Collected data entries
★ ★ ★ ★

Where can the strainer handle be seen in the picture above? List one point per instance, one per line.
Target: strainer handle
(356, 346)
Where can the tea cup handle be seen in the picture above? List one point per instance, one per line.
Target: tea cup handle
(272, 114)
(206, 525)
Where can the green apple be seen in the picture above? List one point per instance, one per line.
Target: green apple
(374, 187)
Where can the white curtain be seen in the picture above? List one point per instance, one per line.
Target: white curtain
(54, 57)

★ ★ ★ ★

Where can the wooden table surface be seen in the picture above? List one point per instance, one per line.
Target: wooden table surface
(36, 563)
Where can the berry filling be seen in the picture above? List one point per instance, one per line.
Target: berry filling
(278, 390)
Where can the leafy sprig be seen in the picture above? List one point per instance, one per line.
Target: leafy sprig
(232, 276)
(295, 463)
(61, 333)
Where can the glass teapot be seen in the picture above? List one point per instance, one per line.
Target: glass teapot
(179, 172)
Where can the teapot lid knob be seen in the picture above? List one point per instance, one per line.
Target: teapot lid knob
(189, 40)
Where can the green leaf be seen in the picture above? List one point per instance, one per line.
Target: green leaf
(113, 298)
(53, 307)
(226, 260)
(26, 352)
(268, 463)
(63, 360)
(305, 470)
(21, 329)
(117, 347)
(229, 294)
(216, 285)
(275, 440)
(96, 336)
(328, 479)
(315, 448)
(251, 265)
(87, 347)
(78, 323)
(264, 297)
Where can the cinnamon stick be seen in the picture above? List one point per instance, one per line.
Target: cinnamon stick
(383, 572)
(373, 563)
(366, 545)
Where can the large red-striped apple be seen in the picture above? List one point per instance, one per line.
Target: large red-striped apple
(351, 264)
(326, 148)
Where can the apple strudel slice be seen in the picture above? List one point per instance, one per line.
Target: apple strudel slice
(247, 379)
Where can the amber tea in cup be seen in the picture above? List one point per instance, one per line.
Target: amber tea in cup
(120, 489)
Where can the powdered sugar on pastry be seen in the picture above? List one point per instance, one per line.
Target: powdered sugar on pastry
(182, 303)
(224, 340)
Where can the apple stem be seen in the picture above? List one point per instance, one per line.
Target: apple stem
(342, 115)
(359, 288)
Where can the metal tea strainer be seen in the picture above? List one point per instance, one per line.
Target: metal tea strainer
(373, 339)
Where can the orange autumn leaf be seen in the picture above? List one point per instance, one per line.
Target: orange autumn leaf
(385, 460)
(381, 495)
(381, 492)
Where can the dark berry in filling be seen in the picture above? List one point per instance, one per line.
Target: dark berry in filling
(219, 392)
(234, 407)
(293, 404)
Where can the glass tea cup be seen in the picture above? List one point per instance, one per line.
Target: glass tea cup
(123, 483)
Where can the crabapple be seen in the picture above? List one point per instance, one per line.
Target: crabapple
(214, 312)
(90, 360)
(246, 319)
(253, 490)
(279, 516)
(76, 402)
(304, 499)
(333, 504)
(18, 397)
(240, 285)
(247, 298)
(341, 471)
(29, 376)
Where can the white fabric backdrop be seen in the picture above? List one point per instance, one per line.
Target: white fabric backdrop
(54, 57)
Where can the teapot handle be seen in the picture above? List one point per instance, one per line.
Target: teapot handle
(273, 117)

★ ★ ★ ★

WHAT YOU NEED TO DO:
Return exactly the lines above from the line that has "Where can the glass tea cup" through the line that has "Where can the crabapple", inclusive, and nothing else.

EXPECTED ANSWER:
Where can the glass tea cup be seen in the picture above? List one point per instance, one per line.
Target: glass tea cup
(123, 483)
Where can the crabapple be seen in the picture above? List one point per instance, one per line.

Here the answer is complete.